_Saved entries:_
========================================================================

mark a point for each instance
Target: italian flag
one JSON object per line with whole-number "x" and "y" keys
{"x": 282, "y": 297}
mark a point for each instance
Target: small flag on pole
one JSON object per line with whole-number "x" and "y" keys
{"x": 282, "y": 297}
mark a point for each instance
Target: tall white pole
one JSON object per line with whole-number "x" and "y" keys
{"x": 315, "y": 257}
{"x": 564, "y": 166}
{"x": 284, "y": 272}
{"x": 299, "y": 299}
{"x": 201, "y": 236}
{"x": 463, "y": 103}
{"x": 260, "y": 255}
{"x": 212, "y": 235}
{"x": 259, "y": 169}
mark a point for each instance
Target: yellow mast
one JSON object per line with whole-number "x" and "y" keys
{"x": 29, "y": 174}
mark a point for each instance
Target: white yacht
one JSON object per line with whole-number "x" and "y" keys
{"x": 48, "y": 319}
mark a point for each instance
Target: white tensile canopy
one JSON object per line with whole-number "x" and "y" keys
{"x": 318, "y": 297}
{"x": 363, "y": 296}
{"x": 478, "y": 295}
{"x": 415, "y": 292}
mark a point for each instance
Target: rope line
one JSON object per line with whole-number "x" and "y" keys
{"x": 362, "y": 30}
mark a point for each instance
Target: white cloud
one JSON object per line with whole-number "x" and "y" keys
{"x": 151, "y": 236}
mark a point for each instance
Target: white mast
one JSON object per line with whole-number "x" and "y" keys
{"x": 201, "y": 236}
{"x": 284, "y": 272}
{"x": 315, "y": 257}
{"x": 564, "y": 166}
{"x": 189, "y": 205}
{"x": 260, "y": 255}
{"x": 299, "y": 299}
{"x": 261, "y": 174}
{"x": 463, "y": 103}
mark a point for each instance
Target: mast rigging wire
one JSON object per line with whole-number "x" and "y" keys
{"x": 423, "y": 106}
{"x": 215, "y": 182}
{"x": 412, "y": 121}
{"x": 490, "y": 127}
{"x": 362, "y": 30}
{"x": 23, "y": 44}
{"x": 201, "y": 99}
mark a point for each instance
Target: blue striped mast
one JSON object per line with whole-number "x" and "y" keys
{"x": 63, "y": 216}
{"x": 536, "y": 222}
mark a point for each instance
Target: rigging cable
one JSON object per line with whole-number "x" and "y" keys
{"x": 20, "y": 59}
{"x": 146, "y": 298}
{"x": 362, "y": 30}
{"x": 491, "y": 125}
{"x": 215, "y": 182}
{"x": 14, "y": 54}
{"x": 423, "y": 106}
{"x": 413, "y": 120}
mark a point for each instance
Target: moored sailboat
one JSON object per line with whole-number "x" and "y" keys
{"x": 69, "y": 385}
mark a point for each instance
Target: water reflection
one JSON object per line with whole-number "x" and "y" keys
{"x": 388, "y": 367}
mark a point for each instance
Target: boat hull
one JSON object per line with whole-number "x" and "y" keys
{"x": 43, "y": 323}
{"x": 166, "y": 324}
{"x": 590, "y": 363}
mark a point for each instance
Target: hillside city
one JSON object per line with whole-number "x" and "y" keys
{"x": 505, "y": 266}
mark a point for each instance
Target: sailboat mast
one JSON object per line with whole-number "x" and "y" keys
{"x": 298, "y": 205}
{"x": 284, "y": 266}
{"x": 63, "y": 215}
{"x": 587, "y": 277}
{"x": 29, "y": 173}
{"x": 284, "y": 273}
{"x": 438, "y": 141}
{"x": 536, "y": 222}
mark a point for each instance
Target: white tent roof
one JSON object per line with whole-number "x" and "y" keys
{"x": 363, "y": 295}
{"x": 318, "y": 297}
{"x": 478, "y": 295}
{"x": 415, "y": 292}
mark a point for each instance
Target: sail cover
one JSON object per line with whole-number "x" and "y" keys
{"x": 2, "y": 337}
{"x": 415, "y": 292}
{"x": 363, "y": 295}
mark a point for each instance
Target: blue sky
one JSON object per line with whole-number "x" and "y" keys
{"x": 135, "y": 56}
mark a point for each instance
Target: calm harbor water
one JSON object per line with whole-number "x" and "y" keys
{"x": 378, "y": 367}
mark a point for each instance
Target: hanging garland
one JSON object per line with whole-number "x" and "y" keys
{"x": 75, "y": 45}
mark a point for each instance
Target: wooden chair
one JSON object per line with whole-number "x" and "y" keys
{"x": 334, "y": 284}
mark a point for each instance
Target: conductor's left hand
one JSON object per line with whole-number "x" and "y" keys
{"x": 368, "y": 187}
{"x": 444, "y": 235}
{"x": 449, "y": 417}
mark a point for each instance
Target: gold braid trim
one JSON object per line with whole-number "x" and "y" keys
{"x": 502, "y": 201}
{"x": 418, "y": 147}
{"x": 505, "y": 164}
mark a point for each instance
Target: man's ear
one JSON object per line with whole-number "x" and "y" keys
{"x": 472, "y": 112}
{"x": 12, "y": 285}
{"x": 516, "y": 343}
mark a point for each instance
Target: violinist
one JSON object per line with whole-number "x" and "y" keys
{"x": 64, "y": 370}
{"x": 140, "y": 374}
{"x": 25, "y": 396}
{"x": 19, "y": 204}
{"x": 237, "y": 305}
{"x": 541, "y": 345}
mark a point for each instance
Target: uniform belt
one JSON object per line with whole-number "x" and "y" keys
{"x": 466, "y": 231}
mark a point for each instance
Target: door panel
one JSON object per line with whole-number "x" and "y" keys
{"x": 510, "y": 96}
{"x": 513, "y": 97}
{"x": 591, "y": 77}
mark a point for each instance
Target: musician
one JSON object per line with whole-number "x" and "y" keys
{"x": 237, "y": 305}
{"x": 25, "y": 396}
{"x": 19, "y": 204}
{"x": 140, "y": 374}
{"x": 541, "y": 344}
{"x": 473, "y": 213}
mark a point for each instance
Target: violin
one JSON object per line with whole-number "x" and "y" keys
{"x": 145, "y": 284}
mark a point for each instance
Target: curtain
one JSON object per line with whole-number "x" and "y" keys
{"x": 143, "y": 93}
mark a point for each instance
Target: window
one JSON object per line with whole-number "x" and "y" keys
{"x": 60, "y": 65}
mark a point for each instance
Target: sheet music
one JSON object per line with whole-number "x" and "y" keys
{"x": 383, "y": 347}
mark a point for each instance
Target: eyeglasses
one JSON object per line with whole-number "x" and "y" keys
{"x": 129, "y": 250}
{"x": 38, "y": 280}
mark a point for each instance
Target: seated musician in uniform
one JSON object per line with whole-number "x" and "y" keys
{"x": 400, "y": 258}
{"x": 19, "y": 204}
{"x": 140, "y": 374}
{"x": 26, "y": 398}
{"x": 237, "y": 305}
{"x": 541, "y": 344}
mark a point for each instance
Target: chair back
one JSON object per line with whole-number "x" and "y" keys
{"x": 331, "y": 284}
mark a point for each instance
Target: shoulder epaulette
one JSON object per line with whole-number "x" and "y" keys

========================================================================

_What is needed:_
Only the number is needed here: how many lines in the data contain "flag"?

_Reply to the task:_
2